• YOUR INSTRUCTIONS: Output exactly the lines below, starting with the line that has "example [(287, 385)]" and going on through the line that has "example [(228, 352)]", both included, and no other lines.

Stored data entries:
--- START ---
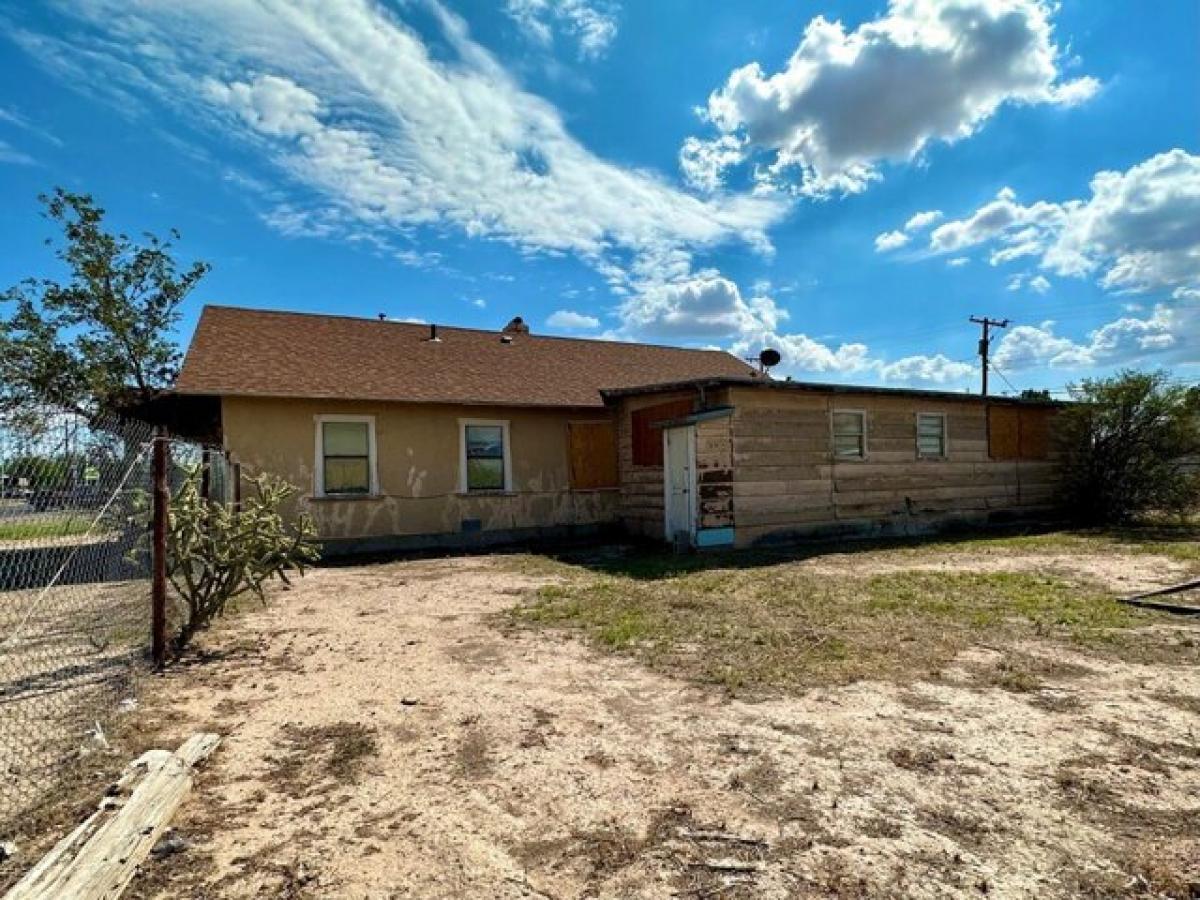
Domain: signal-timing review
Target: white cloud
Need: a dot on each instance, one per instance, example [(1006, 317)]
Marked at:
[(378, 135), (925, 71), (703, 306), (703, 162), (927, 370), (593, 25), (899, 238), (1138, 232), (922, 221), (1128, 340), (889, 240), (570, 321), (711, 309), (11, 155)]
--- END ---
--- START ---
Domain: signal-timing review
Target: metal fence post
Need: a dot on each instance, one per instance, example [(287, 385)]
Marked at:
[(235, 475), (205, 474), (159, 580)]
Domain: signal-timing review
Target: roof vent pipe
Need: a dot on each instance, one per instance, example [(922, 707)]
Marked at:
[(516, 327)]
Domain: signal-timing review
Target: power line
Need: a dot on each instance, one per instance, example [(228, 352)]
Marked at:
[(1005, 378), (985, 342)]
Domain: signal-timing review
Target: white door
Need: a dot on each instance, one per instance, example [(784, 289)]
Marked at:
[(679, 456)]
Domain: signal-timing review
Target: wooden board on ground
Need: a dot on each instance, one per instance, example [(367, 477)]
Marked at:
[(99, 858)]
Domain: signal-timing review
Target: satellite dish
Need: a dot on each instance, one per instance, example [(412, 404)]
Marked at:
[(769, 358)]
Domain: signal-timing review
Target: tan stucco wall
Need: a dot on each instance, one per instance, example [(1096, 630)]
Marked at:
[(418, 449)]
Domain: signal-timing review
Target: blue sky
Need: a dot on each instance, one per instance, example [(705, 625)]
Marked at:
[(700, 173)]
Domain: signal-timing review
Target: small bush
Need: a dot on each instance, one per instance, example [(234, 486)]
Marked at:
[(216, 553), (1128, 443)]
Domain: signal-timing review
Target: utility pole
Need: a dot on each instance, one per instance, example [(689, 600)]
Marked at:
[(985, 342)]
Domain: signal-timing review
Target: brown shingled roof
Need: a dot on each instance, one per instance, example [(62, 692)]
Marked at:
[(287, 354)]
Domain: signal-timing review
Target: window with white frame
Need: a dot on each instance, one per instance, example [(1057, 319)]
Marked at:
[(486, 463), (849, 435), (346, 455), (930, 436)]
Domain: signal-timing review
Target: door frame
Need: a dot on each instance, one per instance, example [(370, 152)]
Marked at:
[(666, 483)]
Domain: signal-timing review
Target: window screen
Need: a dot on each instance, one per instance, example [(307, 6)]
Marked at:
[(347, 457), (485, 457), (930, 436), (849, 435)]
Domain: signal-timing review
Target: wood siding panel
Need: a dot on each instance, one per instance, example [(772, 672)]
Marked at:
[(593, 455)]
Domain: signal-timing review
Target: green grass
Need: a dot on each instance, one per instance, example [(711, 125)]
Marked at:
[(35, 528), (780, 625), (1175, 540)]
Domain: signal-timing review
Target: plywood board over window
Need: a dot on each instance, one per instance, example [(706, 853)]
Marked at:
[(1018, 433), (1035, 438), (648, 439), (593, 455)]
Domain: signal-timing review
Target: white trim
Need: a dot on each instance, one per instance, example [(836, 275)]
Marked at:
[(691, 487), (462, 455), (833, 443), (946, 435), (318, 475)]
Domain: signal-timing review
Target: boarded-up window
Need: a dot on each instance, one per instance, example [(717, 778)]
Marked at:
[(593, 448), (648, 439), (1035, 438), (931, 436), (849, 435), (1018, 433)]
--- END ---
• ANSWER AREA:
Need: a dot on each instance, one per instance, example [(287, 385)]
Marked at:
[(235, 475), (205, 474), (159, 580)]
Domain: signal-timing review
Target: roof vent pipe
Need: a dot on each instance, one per instance, example [(922, 707)]
Marked at:
[(516, 327)]
Domain: signal-timing review
Target: power line
Need: a dot on each instance, one per instance, example [(228, 352)]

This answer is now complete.